Gather each line in the listing below that contains the word "white", and copy those lines in full.
START MATERIAL SUPPLIED
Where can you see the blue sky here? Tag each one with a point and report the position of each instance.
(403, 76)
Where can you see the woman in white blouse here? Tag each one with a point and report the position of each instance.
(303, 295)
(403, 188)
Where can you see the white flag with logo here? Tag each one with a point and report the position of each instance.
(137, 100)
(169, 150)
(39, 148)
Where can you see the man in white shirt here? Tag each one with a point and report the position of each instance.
END MATERIAL SUPPLIED
START MATERIAL SUPPLIED
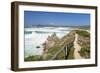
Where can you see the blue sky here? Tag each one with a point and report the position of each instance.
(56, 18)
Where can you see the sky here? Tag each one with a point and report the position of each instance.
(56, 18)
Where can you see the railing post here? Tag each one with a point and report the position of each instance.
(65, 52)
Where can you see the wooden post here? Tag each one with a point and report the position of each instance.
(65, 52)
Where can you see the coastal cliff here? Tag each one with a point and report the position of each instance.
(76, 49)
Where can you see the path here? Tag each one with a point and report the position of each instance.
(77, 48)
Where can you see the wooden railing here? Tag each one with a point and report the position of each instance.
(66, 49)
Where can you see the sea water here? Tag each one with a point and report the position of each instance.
END MATERIAL SUPPLIED
START MATERIAL SUPPLIED
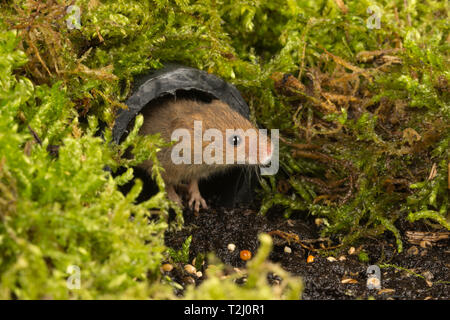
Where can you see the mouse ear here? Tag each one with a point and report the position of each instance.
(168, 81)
END MATERIAL SUPPLIED
EXERCISE RESPONSE:
Where can you see the woman in white blouse here? Tag each one with a point and report the position of each instance.
Where can you see the white flag with logo here? Tag each one with a point and report the position of each instance.
Where can you see the man in white shirt here? Tag each one with a point and report the position of each instance.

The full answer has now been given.